• [Passage provided]

########

My proof of life is being the badass music girlie that I am. I’m talking global domination type shit, I’m talking managing top tier live events and production, building massive catalogue type shit,we don’t do mediocre over here)
Developing the greatest global afropop stars you will be seeing soon.
My proof of life is living through my God-given gift of music!!! Knowing I’m that gurlllll!!
Periodttt point blank 🤩😎😎
I wish I could go on!!! Y’all better take me to mars I’m too cool for y’all mehn!!!
Chima



My proof of life is in the fact that you are reading this right now. Somewhere, right now, you have chosen to click on this link and read up on what it means to live my life.
So let me start by telling you, that I have an unwavering loyalty to Eba and afang soup with goat meat, chilled beer and the feminine derriére. The trifecta of a single man’s happy place.
This year I switched jobs across two different sectors (academia to mining) and I’ve realised that with the right incentives and the will to learn, you can actually do anything and excel in any field of endeavour.
I’ve witnessed growth and the lessons that come with it, and I’m grateful. I’ve also noticed that there’s still a huge space for further growth to happen because I have an affinity for the finer things of life.
Because I’m now in a position where I can provide for my loved ones, no matter how little it might be, that for me is the ultimate proof of life.

########

• [Listed records]

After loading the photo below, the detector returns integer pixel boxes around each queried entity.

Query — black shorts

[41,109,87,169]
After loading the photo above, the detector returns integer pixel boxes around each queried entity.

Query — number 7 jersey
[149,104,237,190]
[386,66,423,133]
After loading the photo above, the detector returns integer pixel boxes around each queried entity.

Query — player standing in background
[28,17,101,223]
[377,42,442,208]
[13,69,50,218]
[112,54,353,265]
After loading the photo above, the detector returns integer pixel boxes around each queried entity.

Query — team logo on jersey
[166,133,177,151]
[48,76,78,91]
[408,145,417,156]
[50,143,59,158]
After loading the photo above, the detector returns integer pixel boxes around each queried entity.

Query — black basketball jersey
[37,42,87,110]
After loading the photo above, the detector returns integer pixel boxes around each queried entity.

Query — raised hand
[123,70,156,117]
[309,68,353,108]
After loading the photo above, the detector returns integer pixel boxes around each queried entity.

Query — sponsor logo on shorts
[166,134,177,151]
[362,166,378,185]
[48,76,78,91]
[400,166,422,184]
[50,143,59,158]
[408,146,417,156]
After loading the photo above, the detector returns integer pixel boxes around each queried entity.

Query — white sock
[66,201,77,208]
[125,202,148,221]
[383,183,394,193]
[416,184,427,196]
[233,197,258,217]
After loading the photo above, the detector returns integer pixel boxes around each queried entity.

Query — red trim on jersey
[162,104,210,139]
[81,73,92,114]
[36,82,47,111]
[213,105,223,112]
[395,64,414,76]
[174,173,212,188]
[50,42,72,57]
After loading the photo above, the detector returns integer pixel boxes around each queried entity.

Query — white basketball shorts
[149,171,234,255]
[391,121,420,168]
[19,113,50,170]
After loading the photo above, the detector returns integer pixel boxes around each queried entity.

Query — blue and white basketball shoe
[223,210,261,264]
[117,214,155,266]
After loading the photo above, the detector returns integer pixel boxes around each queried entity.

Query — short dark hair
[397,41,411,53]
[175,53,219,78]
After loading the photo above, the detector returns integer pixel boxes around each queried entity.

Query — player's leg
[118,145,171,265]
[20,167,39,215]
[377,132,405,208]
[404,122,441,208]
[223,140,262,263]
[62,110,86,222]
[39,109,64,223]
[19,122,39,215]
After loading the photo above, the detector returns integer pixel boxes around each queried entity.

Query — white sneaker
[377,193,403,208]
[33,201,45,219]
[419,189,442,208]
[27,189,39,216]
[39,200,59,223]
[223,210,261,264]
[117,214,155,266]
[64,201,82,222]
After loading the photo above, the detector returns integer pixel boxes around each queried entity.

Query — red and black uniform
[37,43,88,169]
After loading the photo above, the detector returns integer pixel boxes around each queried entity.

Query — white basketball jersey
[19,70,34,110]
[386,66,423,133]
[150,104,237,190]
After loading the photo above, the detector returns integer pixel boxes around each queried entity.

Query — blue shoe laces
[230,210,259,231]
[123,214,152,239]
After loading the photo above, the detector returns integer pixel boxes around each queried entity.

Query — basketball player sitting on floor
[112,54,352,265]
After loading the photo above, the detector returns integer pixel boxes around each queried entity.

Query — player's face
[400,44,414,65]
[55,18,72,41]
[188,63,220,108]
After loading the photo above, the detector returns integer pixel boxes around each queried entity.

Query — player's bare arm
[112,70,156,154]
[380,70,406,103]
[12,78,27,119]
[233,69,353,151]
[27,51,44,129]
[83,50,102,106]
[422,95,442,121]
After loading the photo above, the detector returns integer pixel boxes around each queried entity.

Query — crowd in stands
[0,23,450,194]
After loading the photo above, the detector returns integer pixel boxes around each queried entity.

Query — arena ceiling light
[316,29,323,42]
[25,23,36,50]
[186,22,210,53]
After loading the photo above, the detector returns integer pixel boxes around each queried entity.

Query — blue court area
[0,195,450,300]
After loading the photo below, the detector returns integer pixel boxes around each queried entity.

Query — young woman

########

• [Complete the following]
A. Quote the passage on proof of life between "My proof of life is living" and "field of endeavour.", inclusive.
B. Print the records from the first line through the line holding "[19,113,50,170]", inclusive.

• [The replies]
A.
My proof of life is living through my God-given gift of music!!! Knowing I’m that gurlllll!!
Periodttt point blank 🤩😎😎
I wish I could go on!!! Y’all better take me to mars I’m too cool for y’all mehn!!!
Chima



My proof of life is in the fact that you are reading this right now. Somewhere, right now, you have chosen to click on this link and read up on what it means to live my life.
So let me start by telling you, that I have an unwavering loyalty to Eba and afang soup with goat meat, chilled beer and the feminine derriére. The trifecta of a single man’s happy place.
This year I switched jobs across two different sectors (academia to mining) and I’ve realised that with the right incentives and the will to learn, you can actually do anything and excel in any field of endeavour.

B.
After loading the photo below, the detector returns integer pixel boxes around each queried entity.

Query — black shorts

[41,109,87,169]
After loading the photo above, the detector returns integer pixel boxes around each queried entity.

Query — number 7 jersey
[149,104,237,190]
[386,66,423,133]
After loading the photo above, the detector returns integer pixel boxes around each queried entity.

Query — player standing in background
[28,17,101,223]
[377,42,442,208]
[13,69,50,218]
[112,54,353,265]
After loading the photo above, the detector returns integer pixel boxes around each queried entity.

Query — team logo on jersey
[166,133,177,151]
[48,76,78,91]
[408,145,417,156]
[50,143,59,158]
After loading the photo above, the detector returns integer pixel boxes around each queried entity.

Query — black basketball jersey
[37,42,87,110]
After loading the photo above, the detector returns integer pixel boxes around each queried entity.

Query — raised hand
[123,70,156,117]
[309,68,353,108]
After loading the photo above, the detector returns integer pixel boxes around each queried entity.

Query — sponsor logo on shorts
[166,134,177,151]
[362,166,378,185]
[48,76,78,91]
[400,166,422,184]
[50,143,59,158]
[408,146,417,156]
After loading the photo above, the detector returns integer pixel boxes around each queried entity.

Query — white sock
[66,201,77,208]
[125,202,148,221]
[383,183,394,193]
[416,184,427,196]
[233,197,258,217]
After loading the photo above, the detector returns integer pixel boxes around each queried entity.

Query — red trim on jersey
[162,104,210,139]
[81,73,92,114]
[36,82,47,111]
[213,105,223,112]
[395,64,414,76]
[174,173,212,188]
[50,42,72,57]
After loading the photo above, the detector returns integer pixel boxes around each queried entity.

Query — white basketball shorts
[149,171,234,255]
[391,121,420,168]
[19,113,50,170]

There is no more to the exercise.